## Requirements
Extract exactly the range of lines bounded by the line containing "TARGET: white wall building" and the final line of the listing, both ends included, and no other lines.

======

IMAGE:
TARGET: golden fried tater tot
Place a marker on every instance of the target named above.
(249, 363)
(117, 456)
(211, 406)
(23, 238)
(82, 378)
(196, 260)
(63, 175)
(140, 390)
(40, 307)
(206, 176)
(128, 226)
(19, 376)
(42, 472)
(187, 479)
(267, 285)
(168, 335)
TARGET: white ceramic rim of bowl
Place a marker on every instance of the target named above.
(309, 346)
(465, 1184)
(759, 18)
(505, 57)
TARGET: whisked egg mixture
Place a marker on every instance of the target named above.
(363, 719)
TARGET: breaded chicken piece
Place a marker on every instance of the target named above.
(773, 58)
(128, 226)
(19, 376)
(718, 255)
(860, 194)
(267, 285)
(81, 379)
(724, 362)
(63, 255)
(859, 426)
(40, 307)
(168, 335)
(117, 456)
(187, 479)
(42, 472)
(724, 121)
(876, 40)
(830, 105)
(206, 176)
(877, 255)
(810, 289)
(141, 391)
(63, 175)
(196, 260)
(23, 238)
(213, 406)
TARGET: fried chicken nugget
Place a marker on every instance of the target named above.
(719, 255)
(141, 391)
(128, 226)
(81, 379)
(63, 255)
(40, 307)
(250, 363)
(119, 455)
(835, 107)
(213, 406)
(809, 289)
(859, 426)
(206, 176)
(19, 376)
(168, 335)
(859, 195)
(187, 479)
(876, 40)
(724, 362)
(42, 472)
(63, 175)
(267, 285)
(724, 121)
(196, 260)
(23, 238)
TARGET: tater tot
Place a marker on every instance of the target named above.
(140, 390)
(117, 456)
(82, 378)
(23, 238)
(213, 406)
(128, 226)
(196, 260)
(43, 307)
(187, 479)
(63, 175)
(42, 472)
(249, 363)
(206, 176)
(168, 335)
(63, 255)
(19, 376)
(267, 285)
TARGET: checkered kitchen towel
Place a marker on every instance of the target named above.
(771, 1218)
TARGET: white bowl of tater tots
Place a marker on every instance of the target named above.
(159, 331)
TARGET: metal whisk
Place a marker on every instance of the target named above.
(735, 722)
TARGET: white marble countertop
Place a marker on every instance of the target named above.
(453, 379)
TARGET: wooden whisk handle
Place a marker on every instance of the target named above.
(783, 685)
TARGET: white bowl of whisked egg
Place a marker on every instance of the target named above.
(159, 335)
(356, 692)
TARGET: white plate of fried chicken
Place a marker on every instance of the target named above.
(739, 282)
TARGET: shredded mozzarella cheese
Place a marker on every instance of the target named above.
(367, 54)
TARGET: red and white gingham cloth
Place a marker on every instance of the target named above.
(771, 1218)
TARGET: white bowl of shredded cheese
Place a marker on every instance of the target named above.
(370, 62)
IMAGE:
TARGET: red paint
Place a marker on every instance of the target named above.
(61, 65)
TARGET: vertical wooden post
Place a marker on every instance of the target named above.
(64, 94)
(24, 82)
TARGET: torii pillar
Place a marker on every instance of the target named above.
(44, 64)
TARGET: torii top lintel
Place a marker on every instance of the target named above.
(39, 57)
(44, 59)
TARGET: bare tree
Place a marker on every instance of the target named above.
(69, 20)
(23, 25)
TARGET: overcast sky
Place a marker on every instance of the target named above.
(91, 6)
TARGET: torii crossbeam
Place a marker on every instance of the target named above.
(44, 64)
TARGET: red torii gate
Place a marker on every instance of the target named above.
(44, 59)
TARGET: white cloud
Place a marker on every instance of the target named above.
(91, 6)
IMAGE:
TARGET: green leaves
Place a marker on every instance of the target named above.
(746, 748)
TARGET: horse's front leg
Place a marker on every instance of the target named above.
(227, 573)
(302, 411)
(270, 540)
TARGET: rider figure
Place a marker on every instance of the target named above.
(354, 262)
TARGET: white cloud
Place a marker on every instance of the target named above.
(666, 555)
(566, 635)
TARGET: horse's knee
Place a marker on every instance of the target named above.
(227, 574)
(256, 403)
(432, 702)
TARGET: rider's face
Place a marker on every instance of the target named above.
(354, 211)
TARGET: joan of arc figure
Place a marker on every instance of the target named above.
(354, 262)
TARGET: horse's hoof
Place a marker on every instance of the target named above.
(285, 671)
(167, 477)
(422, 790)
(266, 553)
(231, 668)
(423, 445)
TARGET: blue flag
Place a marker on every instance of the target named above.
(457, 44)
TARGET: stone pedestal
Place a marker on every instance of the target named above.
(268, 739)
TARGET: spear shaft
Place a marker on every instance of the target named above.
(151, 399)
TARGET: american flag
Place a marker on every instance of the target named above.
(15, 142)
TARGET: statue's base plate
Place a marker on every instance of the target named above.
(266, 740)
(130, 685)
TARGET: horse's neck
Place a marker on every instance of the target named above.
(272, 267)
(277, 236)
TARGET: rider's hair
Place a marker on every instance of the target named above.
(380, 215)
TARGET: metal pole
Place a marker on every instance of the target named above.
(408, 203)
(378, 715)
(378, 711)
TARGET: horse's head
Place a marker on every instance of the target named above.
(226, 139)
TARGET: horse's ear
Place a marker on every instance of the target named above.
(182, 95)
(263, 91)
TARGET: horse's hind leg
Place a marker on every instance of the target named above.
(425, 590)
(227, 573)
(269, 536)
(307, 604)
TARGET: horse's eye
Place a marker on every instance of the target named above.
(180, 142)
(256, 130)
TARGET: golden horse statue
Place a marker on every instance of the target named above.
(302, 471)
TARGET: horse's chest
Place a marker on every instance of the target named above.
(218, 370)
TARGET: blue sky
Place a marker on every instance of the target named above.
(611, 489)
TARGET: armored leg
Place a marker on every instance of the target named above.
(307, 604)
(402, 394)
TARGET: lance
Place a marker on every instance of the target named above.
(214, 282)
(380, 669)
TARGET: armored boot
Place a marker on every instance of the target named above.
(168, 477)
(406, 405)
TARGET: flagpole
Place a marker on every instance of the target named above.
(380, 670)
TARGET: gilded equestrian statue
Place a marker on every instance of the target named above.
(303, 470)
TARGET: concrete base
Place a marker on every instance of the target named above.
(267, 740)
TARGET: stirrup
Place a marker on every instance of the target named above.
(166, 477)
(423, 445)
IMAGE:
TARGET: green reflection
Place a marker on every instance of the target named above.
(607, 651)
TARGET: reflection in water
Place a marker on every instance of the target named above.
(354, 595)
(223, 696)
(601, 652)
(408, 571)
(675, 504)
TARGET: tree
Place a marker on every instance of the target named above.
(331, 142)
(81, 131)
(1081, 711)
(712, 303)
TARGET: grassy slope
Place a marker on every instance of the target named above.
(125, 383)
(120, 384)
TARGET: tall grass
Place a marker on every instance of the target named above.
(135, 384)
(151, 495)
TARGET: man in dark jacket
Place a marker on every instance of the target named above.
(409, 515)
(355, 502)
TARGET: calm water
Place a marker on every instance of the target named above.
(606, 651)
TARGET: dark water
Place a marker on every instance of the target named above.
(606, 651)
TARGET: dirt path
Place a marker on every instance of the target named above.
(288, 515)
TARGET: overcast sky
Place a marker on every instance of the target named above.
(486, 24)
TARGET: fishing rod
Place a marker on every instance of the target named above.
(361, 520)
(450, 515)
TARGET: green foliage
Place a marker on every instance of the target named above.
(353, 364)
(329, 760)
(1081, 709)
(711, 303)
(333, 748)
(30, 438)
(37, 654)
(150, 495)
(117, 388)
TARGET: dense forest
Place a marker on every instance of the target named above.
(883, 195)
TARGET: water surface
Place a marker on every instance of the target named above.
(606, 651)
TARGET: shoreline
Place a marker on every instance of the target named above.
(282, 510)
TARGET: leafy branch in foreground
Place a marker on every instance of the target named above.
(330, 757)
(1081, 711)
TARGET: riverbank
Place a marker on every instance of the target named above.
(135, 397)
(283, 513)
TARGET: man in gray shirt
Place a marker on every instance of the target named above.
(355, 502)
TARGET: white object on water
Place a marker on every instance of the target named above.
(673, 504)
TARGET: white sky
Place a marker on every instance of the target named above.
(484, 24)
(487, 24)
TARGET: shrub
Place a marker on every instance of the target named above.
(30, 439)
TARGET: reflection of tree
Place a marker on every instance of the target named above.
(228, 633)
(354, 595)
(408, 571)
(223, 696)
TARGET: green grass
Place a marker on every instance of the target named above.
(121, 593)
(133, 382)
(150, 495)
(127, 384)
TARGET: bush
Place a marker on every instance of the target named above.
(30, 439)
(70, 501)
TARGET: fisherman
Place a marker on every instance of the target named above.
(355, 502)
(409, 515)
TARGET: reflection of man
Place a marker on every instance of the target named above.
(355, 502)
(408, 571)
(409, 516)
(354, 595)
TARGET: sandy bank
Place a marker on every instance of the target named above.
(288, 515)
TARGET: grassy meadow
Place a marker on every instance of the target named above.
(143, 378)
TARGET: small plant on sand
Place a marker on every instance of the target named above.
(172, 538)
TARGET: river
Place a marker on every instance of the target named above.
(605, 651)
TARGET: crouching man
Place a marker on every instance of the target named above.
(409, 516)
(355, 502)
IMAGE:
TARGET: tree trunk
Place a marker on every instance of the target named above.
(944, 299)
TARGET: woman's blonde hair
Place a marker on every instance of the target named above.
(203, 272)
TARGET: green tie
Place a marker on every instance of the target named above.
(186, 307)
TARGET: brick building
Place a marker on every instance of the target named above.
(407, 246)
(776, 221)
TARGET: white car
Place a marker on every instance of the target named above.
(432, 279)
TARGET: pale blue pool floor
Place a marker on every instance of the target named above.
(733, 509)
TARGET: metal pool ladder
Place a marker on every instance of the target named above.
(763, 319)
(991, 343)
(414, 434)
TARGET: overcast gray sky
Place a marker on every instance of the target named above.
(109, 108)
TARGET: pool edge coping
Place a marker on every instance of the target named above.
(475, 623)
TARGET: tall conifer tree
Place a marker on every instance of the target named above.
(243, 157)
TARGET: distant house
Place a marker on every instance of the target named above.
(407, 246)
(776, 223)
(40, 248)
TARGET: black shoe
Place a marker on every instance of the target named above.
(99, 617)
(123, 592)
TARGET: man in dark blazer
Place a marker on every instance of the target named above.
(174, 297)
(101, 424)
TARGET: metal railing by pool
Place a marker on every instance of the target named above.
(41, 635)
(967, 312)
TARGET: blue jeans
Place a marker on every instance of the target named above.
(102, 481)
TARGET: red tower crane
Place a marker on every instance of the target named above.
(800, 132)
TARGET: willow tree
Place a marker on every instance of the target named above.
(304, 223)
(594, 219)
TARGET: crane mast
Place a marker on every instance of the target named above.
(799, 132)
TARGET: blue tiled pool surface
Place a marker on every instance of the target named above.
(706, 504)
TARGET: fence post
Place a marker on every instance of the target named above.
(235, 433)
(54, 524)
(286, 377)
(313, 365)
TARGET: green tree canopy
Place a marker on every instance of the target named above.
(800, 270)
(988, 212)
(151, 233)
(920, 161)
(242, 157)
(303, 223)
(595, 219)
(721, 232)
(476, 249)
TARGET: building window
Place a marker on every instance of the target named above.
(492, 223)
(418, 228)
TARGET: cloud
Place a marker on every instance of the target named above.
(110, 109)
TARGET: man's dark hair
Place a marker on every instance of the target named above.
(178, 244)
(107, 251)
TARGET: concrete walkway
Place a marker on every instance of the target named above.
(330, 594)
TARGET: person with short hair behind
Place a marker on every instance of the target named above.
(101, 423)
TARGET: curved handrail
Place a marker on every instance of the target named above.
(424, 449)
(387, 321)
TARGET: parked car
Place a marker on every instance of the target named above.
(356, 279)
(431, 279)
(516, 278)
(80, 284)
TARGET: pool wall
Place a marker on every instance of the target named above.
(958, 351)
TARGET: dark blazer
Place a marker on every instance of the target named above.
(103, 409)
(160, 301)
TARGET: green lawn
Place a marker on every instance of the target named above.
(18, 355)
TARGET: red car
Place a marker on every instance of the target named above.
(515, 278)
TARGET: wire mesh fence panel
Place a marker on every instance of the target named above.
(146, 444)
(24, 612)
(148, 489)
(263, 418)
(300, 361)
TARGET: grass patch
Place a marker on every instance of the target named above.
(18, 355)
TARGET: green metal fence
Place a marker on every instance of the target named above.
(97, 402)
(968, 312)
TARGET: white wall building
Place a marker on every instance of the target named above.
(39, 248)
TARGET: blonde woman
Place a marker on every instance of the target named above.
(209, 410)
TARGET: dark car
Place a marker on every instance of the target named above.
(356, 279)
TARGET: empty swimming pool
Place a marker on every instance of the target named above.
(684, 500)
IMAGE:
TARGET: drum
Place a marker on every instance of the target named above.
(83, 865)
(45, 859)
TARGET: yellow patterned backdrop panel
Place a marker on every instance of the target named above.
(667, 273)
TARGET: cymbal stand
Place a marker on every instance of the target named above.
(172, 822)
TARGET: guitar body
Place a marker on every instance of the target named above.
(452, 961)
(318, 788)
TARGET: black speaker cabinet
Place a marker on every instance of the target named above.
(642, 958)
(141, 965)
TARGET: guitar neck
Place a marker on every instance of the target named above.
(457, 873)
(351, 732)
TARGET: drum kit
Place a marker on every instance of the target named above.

======

## Complete answer
TARGET: white wall building
Place a marker on every instance of the target named above.
(39, 248)
TARGET: blonde woman
Place a marker on every instance of the target named above.
(209, 410)
TARGET: dark car
Place a marker on every instance of the target named above.
(356, 279)
TARGET: empty swimming pool
Place a marker on every instance of the target named above.
(684, 500)
IMAGE:
TARGET: drum
Place a marker on every instance of the target named above.
(83, 865)
(45, 859)
TARGET: yellow patterned backdrop panel
Place a marker on every instance of the target named above.
(667, 273)
TARGET: cymbal stand
Place a marker on every instance of the target named above.
(172, 822)
TARGET: guitar body
Place a marker on every instance of the target named above.
(452, 961)
(318, 788)
TARGET: black speaker cabinet
Place a marker on every instance of the target named above.
(642, 958)
(141, 965)
TARGET: guitar neck
Place a marker on every instance of the target named above.
(457, 873)
(351, 732)
TARGET: drum kit
Place a marker on every instance of the target named above.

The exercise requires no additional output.